* [TASK DETAILS]:
Give back all of the records, exactly and completely.
======== DATA RECORDS
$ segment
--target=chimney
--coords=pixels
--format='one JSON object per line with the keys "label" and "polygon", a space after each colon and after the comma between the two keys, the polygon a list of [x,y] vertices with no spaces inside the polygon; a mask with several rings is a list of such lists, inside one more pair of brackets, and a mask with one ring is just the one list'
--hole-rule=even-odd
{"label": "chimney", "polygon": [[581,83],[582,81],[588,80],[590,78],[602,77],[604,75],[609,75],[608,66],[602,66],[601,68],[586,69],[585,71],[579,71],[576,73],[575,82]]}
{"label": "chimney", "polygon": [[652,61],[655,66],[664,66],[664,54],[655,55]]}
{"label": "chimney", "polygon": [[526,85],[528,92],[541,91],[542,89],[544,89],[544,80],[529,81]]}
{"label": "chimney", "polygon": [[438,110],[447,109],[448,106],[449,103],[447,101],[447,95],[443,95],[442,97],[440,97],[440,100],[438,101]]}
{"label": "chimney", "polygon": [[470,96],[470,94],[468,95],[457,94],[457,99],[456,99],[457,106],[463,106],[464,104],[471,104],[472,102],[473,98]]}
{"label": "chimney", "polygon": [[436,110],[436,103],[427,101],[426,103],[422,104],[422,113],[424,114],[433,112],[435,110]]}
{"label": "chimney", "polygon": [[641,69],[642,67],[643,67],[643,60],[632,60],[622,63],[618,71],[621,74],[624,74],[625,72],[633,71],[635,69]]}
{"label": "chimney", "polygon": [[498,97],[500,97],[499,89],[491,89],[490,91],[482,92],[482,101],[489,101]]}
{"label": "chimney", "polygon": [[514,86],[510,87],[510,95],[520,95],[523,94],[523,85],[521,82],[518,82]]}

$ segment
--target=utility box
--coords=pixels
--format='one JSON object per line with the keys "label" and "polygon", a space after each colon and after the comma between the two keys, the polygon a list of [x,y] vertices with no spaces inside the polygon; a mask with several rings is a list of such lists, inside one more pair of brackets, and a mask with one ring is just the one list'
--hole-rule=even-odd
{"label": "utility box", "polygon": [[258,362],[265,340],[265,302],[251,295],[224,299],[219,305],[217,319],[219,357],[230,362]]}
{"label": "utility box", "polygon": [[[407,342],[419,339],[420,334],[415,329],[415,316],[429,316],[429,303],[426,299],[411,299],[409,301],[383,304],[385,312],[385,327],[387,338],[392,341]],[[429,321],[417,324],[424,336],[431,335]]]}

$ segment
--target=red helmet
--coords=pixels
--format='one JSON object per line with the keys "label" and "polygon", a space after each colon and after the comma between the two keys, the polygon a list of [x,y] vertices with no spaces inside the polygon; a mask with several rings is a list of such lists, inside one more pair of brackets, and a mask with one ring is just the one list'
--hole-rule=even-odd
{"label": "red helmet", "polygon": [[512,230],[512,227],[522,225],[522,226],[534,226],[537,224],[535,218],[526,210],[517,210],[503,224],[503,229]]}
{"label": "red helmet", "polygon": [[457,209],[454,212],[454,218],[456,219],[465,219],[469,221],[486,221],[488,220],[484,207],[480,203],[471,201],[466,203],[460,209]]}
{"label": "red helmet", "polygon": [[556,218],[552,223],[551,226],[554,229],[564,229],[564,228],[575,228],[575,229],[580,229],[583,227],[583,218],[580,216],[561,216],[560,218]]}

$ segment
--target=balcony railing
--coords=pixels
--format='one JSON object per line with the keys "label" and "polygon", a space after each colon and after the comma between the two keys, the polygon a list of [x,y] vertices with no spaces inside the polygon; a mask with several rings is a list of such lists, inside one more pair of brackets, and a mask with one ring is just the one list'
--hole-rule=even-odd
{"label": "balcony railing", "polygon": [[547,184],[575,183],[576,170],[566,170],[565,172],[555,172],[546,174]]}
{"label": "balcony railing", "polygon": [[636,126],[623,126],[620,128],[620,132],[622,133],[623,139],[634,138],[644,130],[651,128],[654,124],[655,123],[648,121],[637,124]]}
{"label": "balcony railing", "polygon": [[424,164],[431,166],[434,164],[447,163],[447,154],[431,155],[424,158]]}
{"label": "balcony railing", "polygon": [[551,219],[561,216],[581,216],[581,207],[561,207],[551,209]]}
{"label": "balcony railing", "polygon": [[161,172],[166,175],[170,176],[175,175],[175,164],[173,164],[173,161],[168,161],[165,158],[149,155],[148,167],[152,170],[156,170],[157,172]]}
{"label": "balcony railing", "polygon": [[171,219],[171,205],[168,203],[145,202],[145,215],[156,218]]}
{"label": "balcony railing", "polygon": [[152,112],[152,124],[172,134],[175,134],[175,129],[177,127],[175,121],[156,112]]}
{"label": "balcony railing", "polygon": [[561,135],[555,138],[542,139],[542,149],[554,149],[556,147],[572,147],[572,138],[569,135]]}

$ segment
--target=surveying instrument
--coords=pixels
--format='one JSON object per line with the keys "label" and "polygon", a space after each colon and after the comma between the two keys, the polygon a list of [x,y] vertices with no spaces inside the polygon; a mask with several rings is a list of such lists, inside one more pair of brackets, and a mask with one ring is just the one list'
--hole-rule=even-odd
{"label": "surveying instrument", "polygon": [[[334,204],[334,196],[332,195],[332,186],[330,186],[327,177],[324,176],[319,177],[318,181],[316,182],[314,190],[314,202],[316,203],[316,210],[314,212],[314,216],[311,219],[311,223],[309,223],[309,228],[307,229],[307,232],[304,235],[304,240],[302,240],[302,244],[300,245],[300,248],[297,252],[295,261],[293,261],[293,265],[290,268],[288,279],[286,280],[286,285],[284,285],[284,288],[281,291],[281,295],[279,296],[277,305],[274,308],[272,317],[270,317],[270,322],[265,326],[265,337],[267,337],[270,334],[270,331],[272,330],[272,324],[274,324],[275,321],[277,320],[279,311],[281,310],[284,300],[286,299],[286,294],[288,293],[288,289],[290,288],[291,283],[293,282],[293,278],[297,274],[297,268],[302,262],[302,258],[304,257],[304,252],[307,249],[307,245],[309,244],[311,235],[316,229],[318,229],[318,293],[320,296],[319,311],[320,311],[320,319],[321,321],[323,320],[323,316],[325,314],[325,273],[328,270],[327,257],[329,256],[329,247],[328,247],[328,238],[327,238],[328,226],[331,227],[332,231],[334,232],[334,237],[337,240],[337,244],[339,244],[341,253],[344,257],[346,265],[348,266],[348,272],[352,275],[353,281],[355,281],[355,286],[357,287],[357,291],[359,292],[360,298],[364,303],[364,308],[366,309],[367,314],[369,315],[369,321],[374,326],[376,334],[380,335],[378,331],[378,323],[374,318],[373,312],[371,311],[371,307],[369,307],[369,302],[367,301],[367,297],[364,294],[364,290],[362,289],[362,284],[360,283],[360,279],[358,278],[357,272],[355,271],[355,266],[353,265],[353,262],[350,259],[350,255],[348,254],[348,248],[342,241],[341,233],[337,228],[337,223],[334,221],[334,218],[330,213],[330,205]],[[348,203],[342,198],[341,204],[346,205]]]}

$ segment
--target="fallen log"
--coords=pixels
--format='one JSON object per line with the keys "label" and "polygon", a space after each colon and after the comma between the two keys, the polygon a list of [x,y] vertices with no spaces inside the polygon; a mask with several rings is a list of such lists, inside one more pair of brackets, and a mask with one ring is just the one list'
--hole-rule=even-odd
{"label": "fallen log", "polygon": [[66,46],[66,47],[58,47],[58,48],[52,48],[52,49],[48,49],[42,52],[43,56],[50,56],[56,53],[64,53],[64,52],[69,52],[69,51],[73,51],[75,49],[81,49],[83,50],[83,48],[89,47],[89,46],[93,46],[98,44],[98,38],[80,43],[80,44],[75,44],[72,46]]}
================
* [TASK ANSWER]:
$ segment
--target=chimney
--coords=pixels
--format='one JSON object per line with the keys "label" and "polygon", a space after each colon and after the comma between the two keys, the polygon a list of [x,y] vertices with no spaces inside the polygon; a mask with several rings is a list of such lists, inside one more pair of brackets, and a mask with one ring is just the one list'
--hole-rule=even-odd
{"label": "chimney", "polygon": [[581,83],[582,81],[588,80],[590,78],[602,77],[604,75],[609,75],[608,66],[602,66],[601,68],[586,69],[585,71],[579,71],[576,73],[575,82]]}
{"label": "chimney", "polygon": [[652,61],[655,66],[664,66],[664,54],[655,55]]}
{"label": "chimney", "polygon": [[526,85],[528,92],[541,91],[542,89],[544,89],[544,80],[529,81]]}
{"label": "chimney", "polygon": [[438,110],[447,109],[448,106],[449,103],[447,101],[447,95],[443,95],[442,97],[440,97],[440,100],[438,101]]}
{"label": "chimney", "polygon": [[470,96],[470,94],[468,95],[457,94],[457,99],[456,99],[457,106],[463,106],[464,104],[471,104],[472,102],[473,98]]}
{"label": "chimney", "polygon": [[436,110],[436,103],[427,101],[426,103],[422,104],[422,113],[424,114],[433,112],[435,110]]}
{"label": "chimney", "polygon": [[641,69],[642,67],[643,67],[643,60],[632,60],[622,63],[618,71],[621,74],[624,74],[625,72],[633,71],[635,69]]}
{"label": "chimney", "polygon": [[498,97],[500,97],[499,89],[491,89],[490,91],[482,92],[482,101],[489,101]]}
{"label": "chimney", "polygon": [[514,86],[510,87],[510,95],[520,95],[523,94],[523,85],[521,82],[518,82]]}

$ segment
--target=utility box
--coords=pixels
--format='one JSON object per line with the keys "label" and "polygon", a space after each colon and after the comma between the two keys, the polygon a list of [x,y] vertices with no spaces inside the polygon; a mask with several rings is a list of such lists, inside one more pair of brackets, and a mask with one ring is just the one list'
--hole-rule=even-odd
{"label": "utility box", "polygon": [[258,362],[265,340],[265,302],[251,295],[224,299],[219,305],[217,319],[219,357],[230,362]]}
{"label": "utility box", "polygon": [[[407,342],[419,339],[420,334],[415,329],[415,316],[429,316],[429,303],[426,299],[411,299],[409,301],[383,304],[385,312],[385,327],[387,338],[392,341]],[[429,321],[417,324],[424,336],[431,335]]]}

$ segment
--target=red helmet
--coords=pixels
--format='one JSON object per line with the keys "label" and "polygon", a space after each colon and after the comma between the two keys, the polygon a list of [x,y] vertices with no spaces inside the polygon; a mask with several rings is a list of such lists, inside one more pair of brackets, and a mask with one ring is just the one list'
--hole-rule=even-odd
{"label": "red helmet", "polygon": [[512,230],[512,227],[522,225],[522,226],[534,226],[537,224],[535,218],[526,210],[517,210],[503,224],[503,229]]}
{"label": "red helmet", "polygon": [[457,209],[454,212],[454,218],[456,219],[465,219],[469,221],[486,221],[488,220],[484,207],[480,203],[471,201],[466,203],[460,209]]}
{"label": "red helmet", "polygon": [[556,218],[552,223],[551,226],[554,229],[564,229],[564,228],[575,228],[575,229],[580,229],[583,227],[583,218],[580,216],[561,216],[560,218]]}

$ segment
--target=balcony railing
--coords=pixels
--format='one JSON object per line with the keys "label" and "polygon", a space after each colon and after the comma between the two keys, the polygon a list of [x,y] vertices with no spaces inside the polygon; a mask with several rings is a list of such lists, inside one more pair of brackets, and a mask with one ring is just the one list'
--hole-rule=even-odd
{"label": "balcony railing", "polygon": [[547,184],[575,183],[576,170],[566,170],[565,172],[555,172],[546,174]]}
{"label": "balcony railing", "polygon": [[636,126],[623,126],[620,128],[620,132],[622,133],[623,139],[634,138],[644,130],[651,128],[654,124],[655,123],[648,121],[637,124]]}
{"label": "balcony railing", "polygon": [[424,164],[431,166],[434,164],[447,163],[447,154],[431,155],[424,158]]}
{"label": "balcony railing", "polygon": [[551,219],[561,216],[581,216],[581,207],[561,207],[551,209]]}
{"label": "balcony railing", "polygon": [[161,172],[166,175],[170,176],[175,175],[175,164],[173,164],[173,161],[168,161],[165,158],[149,155],[148,167],[152,170],[156,170],[157,172]]}
{"label": "balcony railing", "polygon": [[171,219],[171,205],[168,203],[145,202],[145,215],[156,218]]}
{"label": "balcony railing", "polygon": [[152,112],[152,124],[172,134],[175,134],[175,129],[177,127],[175,121],[156,112]]}
{"label": "balcony railing", "polygon": [[561,135],[555,138],[542,139],[542,149],[554,149],[556,147],[572,147],[572,138],[569,135]]}

$ segment
--target=surveying instrument
--coords=pixels
--format='one JSON object per line with the keys "label" and "polygon", a space after each colon and after the comma between the two keys, the polygon a list of [x,y] vertices with no spaces inside the polygon; a mask with several rings is a list of such lists, inside one more pair of brackets, and a mask with one ring is just the one list'
--hole-rule=even-odd
{"label": "surveying instrument", "polygon": [[[334,204],[334,196],[332,195],[332,186],[330,186],[327,177],[324,176],[319,177],[318,181],[316,182],[314,190],[314,202],[316,203],[316,210],[314,212],[314,216],[311,219],[311,223],[309,223],[309,228],[307,229],[307,232],[304,235],[304,240],[302,240],[302,244],[300,245],[300,248],[297,252],[295,261],[293,261],[293,265],[290,268],[288,279],[286,280],[286,285],[284,285],[284,288],[281,291],[281,295],[279,296],[277,305],[274,308],[272,317],[270,317],[270,322],[265,326],[265,337],[267,337],[270,334],[270,331],[272,330],[272,324],[274,324],[275,321],[277,320],[279,311],[281,310],[284,300],[286,299],[286,294],[288,293],[288,289],[290,288],[291,283],[293,282],[293,278],[297,274],[297,268],[302,262],[302,258],[304,257],[304,252],[307,249],[307,245],[309,244],[311,235],[316,229],[318,229],[318,293],[320,296],[319,311],[320,311],[320,319],[321,321],[323,320],[323,316],[325,314],[325,273],[328,270],[327,257],[329,256],[329,247],[328,247],[328,238],[327,238],[328,226],[331,227],[332,231],[334,232],[334,237],[337,240],[337,244],[339,244],[341,253],[344,257],[346,265],[348,266],[348,272],[352,275],[353,281],[355,281],[355,286],[357,287],[357,291],[359,292],[360,298],[364,303],[364,308],[366,309],[367,314],[369,315],[369,321],[374,326],[376,334],[380,335],[378,331],[378,323],[374,318],[373,312],[371,311],[371,307],[369,307],[369,302],[367,301],[367,297],[364,294],[364,290],[362,289],[362,284],[360,283],[360,279],[358,278],[357,272],[355,271],[355,266],[353,265],[353,262],[350,259],[350,255],[348,254],[348,248],[342,241],[341,233],[337,228],[337,223],[334,221],[334,218],[330,213],[330,205]],[[348,203],[342,198],[341,204],[346,205]]]}

$ segment
--target="fallen log"
--coords=pixels
--format='one JSON object per line with the keys "label" and "polygon", a space after each colon and after the comma between the two keys, the polygon a list of [x,y] vertices with no spaces inside the polygon; a mask with several rings is a list of such lists, inside one more pair of brackets, and a mask with one ring is just the one list'
--hole-rule=even-odd
{"label": "fallen log", "polygon": [[66,46],[66,47],[58,47],[58,48],[52,48],[52,49],[48,49],[42,52],[43,56],[50,56],[56,53],[64,53],[64,52],[69,52],[69,51],[73,51],[75,49],[81,49],[83,50],[83,48],[89,47],[89,46],[93,46],[98,44],[98,38],[80,43],[80,44],[75,44],[72,46]]}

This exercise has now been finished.